BEGIN Provided data
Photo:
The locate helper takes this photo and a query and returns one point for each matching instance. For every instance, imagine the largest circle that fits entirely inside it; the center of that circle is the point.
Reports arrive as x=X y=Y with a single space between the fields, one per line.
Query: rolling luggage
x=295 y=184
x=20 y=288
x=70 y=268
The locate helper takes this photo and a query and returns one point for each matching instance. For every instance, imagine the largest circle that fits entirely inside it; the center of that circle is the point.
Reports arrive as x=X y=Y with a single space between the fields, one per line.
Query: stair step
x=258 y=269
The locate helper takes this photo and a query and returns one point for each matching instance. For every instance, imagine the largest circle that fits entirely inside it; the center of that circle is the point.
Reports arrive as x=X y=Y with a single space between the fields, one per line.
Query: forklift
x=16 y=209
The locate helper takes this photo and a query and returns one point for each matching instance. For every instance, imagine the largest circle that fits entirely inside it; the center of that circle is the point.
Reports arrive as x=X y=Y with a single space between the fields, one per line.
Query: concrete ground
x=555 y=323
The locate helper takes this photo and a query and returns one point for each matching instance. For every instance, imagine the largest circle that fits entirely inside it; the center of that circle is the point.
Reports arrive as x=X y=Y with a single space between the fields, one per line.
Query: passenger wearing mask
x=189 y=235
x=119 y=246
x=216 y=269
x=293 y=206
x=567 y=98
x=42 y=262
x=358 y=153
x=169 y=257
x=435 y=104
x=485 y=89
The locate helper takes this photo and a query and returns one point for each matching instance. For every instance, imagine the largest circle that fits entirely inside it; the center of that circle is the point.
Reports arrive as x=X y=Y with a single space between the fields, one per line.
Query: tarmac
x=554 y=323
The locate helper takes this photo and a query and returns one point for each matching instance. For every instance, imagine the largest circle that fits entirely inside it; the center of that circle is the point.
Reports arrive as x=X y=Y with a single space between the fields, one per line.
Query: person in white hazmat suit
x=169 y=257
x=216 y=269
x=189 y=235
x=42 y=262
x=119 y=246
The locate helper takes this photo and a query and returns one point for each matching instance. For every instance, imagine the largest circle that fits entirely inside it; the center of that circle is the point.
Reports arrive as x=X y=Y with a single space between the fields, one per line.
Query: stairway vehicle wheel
END Provided data
### Exercise brief
Write down every record shown above precisely.

### Answer to the problem
Photo:
The locate helper takes this photo and a query and returns one point for each matching instance. For every instance, imagine the largest circle that fits entirely inside it; the center of that circle is the point.
Reports arrive as x=X y=Y with a single space between the fields, one per line.
Query: rolling luggage
x=295 y=184
x=20 y=288
x=70 y=268
The locate helper takes this photo and a query and returns one point for each matching instance. For every instance, imagine the largest circle that fits entirely inside it; the center of that circle is the point.
Reports arrive as x=X y=Y with a single space between the fields, one per line.
Query: stair step
x=258 y=269
The locate helper takes this photo and a query and returns one point for each matching instance. For every instance, imagine the largest circle that fits entirely inside it; the center of that circle is the point.
Reports arrive as x=X y=Y with a single space between the fields, one per line.
Query: forklift
x=16 y=209
The locate helper takes this photo and a query and returns one point for each matching instance. For every instance, imagine the largest circle that fits entirely inside it; the center of that circle is the point.
Reports arrive as x=X y=Y with a single space between the fields, one per line.
Query: concrete ground
x=555 y=323
The locate helper takes this photo and a query and returns one point for each matching instance. For every instance, imagine the largest circle that fits entirely inside it; the center of that circle is the point.
Reports arrive as x=X y=Y with a single space between the fields, one per line.
Query: passenger wearing mask
x=189 y=235
x=119 y=246
x=216 y=269
x=293 y=206
x=567 y=98
x=42 y=262
x=358 y=153
x=169 y=257
x=435 y=104
x=485 y=89
The locate helper takes this photo and a query and returns one point for each matching instance. For every instance, imagine the largest circle that fits entirely inside it; the center of that circle is the point.
Reports arrive as x=X y=Y with a single space between the fields, one per line.
Query: tarmac
x=554 y=323
The locate helper takes this photo and a query and returns one point for each matching instance. For every instance, imagine the largest circle that fits entirely inside it; the center of that circle is the point.
Reports arrive as x=X y=Y with a single space between the fields, one per line.
Query: person in white hazmat suit
x=169 y=257
x=216 y=269
x=189 y=235
x=42 y=262
x=119 y=246
The locate helper takes this photo and a query and returns one point for each matching instance. For every instance, imagine the largest circle that fits entirely inside it; the center of that circle is the point.
Reports arrive as x=X y=Y with a single space between the fields, one per line.
Query: stairway vehicle wheel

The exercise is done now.